Task to complete
Please quote exactly the lines below from the line containing "positive clicks: (187, 144) (188, 143)" to the line containing "negative clicks: (251, 39)", both lines included, and nothing else.

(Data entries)

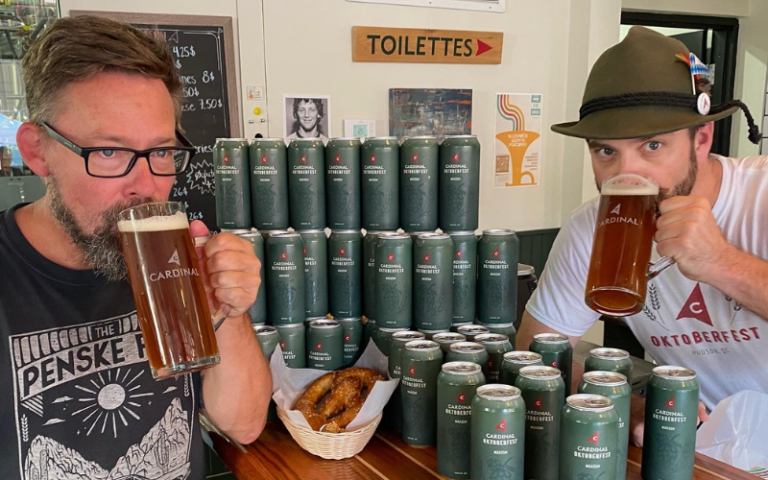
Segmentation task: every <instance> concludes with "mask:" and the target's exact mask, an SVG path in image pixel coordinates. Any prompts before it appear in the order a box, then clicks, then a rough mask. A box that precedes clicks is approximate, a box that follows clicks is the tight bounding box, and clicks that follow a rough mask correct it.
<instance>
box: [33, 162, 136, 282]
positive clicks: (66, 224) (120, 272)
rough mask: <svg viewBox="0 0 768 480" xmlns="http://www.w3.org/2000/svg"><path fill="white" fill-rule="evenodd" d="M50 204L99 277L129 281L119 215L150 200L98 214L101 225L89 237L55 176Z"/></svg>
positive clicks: (57, 216) (70, 235) (116, 208)
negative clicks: (133, 207)
mask: <svg viewBox="0 0 768 480" xmlns="http://www.w3.org/2000/svg"><path fill="white" fill-rule="evenodd" d="M47 190H48V191H47V195H48V202H49V205H50V208H51V213H52V214H53V218H55V219H56V221H57V222H58V223H59V225H60V226H61V228H62V229H63V230H64V232H66V234H67V235H68V236H69V238H70V239H72V243H74V244H75V246H76V247H77V248H78V249H79V250H80V252H82V254H83V260H84V261H85V263H86V264H88V265H90V266H91V267H93V269H94V270H95V271H96V274H97V275H101V276H103V277H105V278H106V279H107V280H108V281H110V282H118V281H122V280H126V279H127V278H128V270H127V267H126V265H125V258H124V257H123V251H122V248H121V246H120V234H119V232H118V231H117V220H118V214H119V213H120V212H121V211H123V210H125V209H126V208H130V207H132V206H135V205H140V204H142V203H147V202H149V201H151V199H148V198H147V199H141V200H135V201H133V202H128V203H125V204H121V205H114V206H112V207H110V208H109V209H108V210H106V211H104V212H102V213H101V214H99V215H98V217H99V218H100V220H101V221H100V222H99V223H98V224H97V227H96V229H95V230H94V232H93V233H92V234H87V233H85V231H84V230H83V229H82V228H81V227H80V225H79V224H78V223H77V220H76V219H75V215H74V213H73V212H72V210H71V209H70V208H69V207H68V206H67V205H66V204H65V203H64V201H63V199H62V198H61V193H60V192H59V188H58V185H57V183H56V180H55V178H54V177H53V176H50V177H48V185H47Z"/></svg>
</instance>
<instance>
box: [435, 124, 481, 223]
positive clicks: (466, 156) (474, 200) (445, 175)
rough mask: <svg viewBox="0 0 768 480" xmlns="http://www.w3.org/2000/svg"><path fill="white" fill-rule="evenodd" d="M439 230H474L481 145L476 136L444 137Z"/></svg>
mask: <svg viewBox="0 0 768 480" xmlns="http://www.w3.org/2000/svg"><path fill="white" fill-rule="evenodd" d="M438 183H439V184H440V196H439V199H440V206H439V207H438V212H440V221H439V222H438V223H439V225H440V229H441V230H444V231H453V230H473V231H474V230H477V217H478V210H479V206H480V142H478V141H477V137H476V136H475V135H455V136H449V137H446V138H445V140H443V143H441V144H440V179H439V181H438Z"/></svg>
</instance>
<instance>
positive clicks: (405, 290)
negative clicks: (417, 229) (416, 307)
mask: <svg viewBox="0 0 768 480" xmlns="http://www.w3.org/2000/svg"><path fill="white" fill-rule="evenodd" d="M412 282H413V253H412V245H411V239H410V238H409V237H408V236H407V235H397V234H394V235H392V234H381V235H379V238H378V240H377V241H376V290H375V292H376V316H375V317H374V318H375V319H376V324H377V325H378V326H379V327H380V328H381V327H386V328H410V327H411V324H412V315H411V288H412Z"/></svg>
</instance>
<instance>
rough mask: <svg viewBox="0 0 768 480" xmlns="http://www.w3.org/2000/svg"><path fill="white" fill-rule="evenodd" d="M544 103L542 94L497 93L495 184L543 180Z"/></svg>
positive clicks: (537, 181) (496, 105) (514, 186)
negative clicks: (541, 95)
mask: <svg viewBox="0 0 768 480" xmlns="http://www.w3.org/2000/svg"><path fill="white" fill-rule="evenodd" d="M541 105H542V103H541V95H539V94H517V93H498V94H496V147H495V154H496V156H495V162H494V173H493V186H494V187H496V188H506V187H524V186H531V185H539V183H540V182H541V140H540V137H541V110H542V106H541Z"/></svg>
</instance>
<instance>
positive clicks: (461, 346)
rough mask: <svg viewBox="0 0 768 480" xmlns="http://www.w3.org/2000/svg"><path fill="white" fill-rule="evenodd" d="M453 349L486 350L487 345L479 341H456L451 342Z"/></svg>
mask: <svg viewBox="0 0 768 480" xmlns="http://www.w3.org/2000/svg"><path fill="white" fill-rule="evenodd" d="M451 351H454V352H469V353H474V352H484V351H485V347H484V346H482V345H480V344H479V343H477V342H456V343H452V344H451Z"/></svg>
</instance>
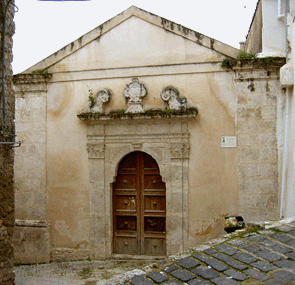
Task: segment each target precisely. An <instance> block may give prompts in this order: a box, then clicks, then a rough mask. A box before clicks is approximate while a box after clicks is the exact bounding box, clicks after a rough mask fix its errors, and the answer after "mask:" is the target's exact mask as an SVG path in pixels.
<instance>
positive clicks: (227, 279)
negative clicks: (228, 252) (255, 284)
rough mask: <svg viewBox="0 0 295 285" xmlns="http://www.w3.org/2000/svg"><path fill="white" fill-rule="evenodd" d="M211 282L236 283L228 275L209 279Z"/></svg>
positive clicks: (225, 284)
mask: <svg viewBox="0 0 295 285" xmlns="http://www.w3.org/2000/svg"><path fill="white" fill-rule="evenodd" d="M211 282H213V283H214V284H217V285H238V284H240V283H238V282H237V281H235V280H233V279H231V278H230V277H224V276H220V277H217V278H214V279H211Z"/></svg>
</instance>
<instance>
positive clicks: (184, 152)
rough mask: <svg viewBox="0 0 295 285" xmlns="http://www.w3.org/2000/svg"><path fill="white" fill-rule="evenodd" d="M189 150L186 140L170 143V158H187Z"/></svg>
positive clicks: (187, 144) (188, 143)
mask: <svg viewBox="0 0 295 285" xmlns="http://www.w3.org/2000/svg"><path fill="white" fill-rule="evenodd" d="M189 151H190V145H189V143H188V142H186V143H171V144H170V155H171V158H188V157H189Z"/></svg>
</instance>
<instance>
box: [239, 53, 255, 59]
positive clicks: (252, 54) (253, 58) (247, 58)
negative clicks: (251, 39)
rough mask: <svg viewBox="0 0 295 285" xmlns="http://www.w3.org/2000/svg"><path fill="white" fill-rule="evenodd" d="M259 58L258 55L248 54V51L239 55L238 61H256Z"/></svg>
mask: <svg viewBox="0 0 295 285" xmlns="http://www.w3.org/2000/svg"><path fill="white" fill-rule="evenodd" d="M254 58H257V54H255V53H248V52H246V51H240V52H239V54H238V59H254Z"/></svg>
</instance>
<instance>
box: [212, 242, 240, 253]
mask: <svg viewBox="0 0 295 285" xmlns="http://www.w3.org/2000/svg"><path fill="white" fill-rule="evenodd" d="M215 249H217V250H219V251H221V252H223V253H226V254H227V255H234V254H235V253H237V252H238V249H237V248H235V247H232V246H230V245H227V244H220V245H218V246H216V247H215Z"/></svg>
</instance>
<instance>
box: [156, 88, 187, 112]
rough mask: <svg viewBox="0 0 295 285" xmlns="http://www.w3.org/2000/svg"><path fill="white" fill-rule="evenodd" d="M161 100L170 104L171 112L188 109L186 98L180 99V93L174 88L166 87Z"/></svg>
mask: <svg viewBox="0 0 295 285" xmlns="http://www.w3.org/2000/svg"><path fill="white" fill-rule="evenodd" d="M161 98H162V100H163V101H166V102H168V106H169V109H171V110H176V111H178V110H185V109H186V98H179V92H178V90H177V89H176V88H174V87H171V86H168V87H166V88H165V89H164V90H163V91H162V93H161Z"/></svg>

Finished task
positive clicks: (187, 144) (188, 143)
mask: <svg viewBox="0 0 295 285" xmlns="http://www.w3.org/2000/svg"><path fill="white" fill-rule="evenodd" d="M189 151H190V145H189V143H188V142H186V143H171V144H170V155H171V158H188V157H189Z"/></svg>
</instance>
<instance>
box: [239, 53, 255, 59]
positive clicks: (252, 54) (253, 58) (247, 58)
negative clicks: (251, 39)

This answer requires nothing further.